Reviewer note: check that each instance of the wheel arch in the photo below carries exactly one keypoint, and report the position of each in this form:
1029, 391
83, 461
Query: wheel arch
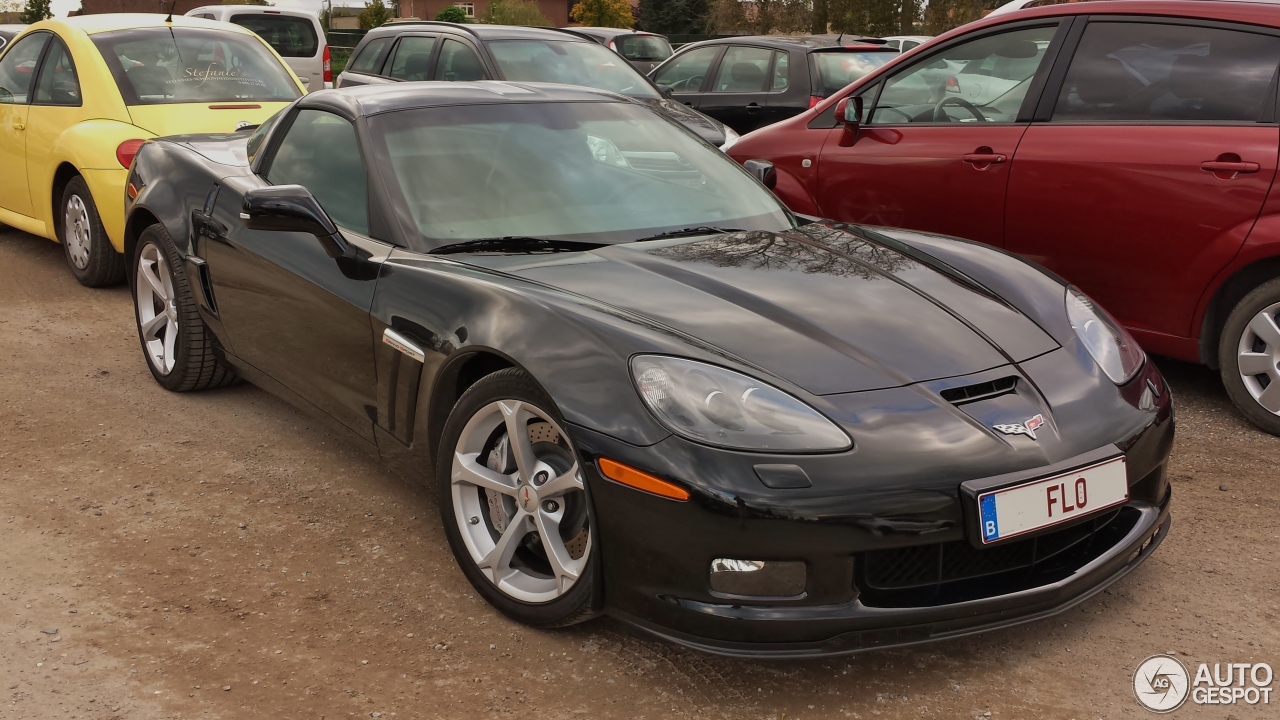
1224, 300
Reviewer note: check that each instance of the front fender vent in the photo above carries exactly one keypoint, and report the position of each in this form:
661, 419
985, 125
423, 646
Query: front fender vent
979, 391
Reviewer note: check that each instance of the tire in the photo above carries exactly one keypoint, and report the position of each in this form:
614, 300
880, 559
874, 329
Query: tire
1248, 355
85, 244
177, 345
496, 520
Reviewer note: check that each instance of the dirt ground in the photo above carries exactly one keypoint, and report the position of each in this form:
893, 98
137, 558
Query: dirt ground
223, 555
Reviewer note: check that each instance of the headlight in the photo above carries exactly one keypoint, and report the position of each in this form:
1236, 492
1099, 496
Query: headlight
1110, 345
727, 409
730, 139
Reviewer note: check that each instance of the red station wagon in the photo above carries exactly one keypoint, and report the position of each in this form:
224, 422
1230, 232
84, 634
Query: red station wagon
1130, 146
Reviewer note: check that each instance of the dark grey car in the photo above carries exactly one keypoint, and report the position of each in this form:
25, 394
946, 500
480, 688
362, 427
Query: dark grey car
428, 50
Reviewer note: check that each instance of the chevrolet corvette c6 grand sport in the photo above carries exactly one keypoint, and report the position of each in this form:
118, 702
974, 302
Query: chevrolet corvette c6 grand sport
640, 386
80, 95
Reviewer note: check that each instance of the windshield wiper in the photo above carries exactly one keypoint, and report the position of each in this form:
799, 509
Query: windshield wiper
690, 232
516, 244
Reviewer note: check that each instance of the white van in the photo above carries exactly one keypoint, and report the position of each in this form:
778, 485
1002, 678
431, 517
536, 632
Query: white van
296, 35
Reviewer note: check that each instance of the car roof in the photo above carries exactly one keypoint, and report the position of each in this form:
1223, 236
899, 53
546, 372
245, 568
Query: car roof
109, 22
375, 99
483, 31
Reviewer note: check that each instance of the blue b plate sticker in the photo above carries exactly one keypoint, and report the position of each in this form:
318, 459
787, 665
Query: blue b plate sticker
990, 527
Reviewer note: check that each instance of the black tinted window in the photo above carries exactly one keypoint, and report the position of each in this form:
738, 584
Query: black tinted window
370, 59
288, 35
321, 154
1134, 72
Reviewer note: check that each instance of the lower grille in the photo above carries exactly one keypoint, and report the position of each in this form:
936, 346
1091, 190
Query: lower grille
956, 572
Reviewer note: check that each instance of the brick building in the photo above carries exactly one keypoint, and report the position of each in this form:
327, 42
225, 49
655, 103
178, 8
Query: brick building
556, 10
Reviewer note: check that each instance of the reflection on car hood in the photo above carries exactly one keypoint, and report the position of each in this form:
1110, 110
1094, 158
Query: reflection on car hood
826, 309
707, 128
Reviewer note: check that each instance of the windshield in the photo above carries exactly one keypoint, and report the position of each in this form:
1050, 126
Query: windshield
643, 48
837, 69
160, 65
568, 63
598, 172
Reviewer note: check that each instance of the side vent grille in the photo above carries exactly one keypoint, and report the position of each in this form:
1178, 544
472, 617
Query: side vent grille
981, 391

**Your objective**:
Return to the listing above and set it down exactly, leaving out its pictures.

**Answer in full**:
Reviewer note: check that each instance of the wheel arch in the photo below carries exactly one keypoint, and report the position of each in this form:
1029, 391
83, 461
Query: wheel arch
1224, 300
Reviewer note: check that each instance of the front fender vent in the photo above carries exactly one keypoint, and report the position of each in this form:
661, 419
985, 125
423, 646
Query: front fender vent
979, 391
Reviewer note: check that each instance of the tire in the photo above carries exactly one keypoint, and report the position of each in this form:
614, 300
880, 559
874, 329
Query: tire
1248, 355
85, 244
177, 345
496, 520
Reviewer note: check that each instance of the dirt ground in the photo above carries exactly one keypoint, and report the position of each in this form:
893, 98
137, 558
Query: dirt ground
223, 555
Reviewer note: check that each instance of the headlight in the photo above carries exactly one keypoint, and report the position of each in this form:
1236, 492
1099, 496
Query: headlight
1110, 345
727, 409
730, 139
Reviewer note: check that each instance of the red station wagon in the photo above carries exactly one keypoint, and report the position of each in this form:
224, 422
1230, 232
84, 634
Query: red station wagon
1130, 146
Reviewer note: check that each instance of the dark grey car in the photo above carries exactly one keypoint, and report the position of each in this form:
25, 394
946, 500
480, 688
362, 427
Query: dark grey car
428, 50
Reviewer note: check that each instance of the chevrolet corvette c6 grand sport in the photo above carries exactly one keypoint, and report the position of each in this form:
118, 702
974, 302
Query: chevrolet corvette c6 grand sport
640, 386
80, 95
Reviewer note: check that each instance of the windshield wiper in the photo above carries exactly one keypoint, and report the position of each in this form:
799, 509
Query: windshield wiper
690, 232
516, 244
Reviewer note: check that each instance of the white van in the photo above carries exactly one keypoint, and report the position of each in this form:
778, 485
1002, 678
431, 517
536, 632
Query: white van
296, 35
Reviewer note: check that each instance of the car roof in the photo above carries exactly one keypoint, and report the position of each in this form:
1223, 236
899, 53
546, 372
245, 568
Query: car roof
109, 22
375, 99
483, 31
Reviewer note: check that each instance of the blue b plate sticker in the photo above carries exactly one keypoint, and report the position of each in this form:
318, 459
787, 665
Query: blue b plate sticker
990, 527
Reviewer note: check that each instance of the black tinted window in the photo above carries exactly one keypoint, and report the position of each in this form:
738, 584
Query: black tinted window
370, 59
288, 35
321, 154
1134, 72
Reviewer note: check that each instance of the lower grille in the photo above carries exactly one keypoint, and report the position of each in this form:
936, 346
1091, 190
Query: lower grille
956, 572
Reviewer note: check that each instance of the brick building in the photo above carries exactly one keypoint, and report the position of each in this form:
327, 42
225, 49
655, 103
178, 8
Query: brick building
556, 10
Reviewer note: check that each instance of the reflection on car hood in the photo above carries exactly one keypoint, and report the position of each in this form:
1110, 110
1094, 158
Query: reflection on car hood
826, 309
707, 128
Reviewer note: check that each instance of the windshield in the photo above carries exactly one keypoint, and report the position of each in this form:
1050, 126
Query: windshield
643, 48
837, 69
160, 65
568, 63
598, 172
Reviewer note: check that each instance of the side vent grille in the photo above carries exactly one keypoint, and report the position of each in this form:
1178, 544
472, 617
Query: side vent grille
981, 391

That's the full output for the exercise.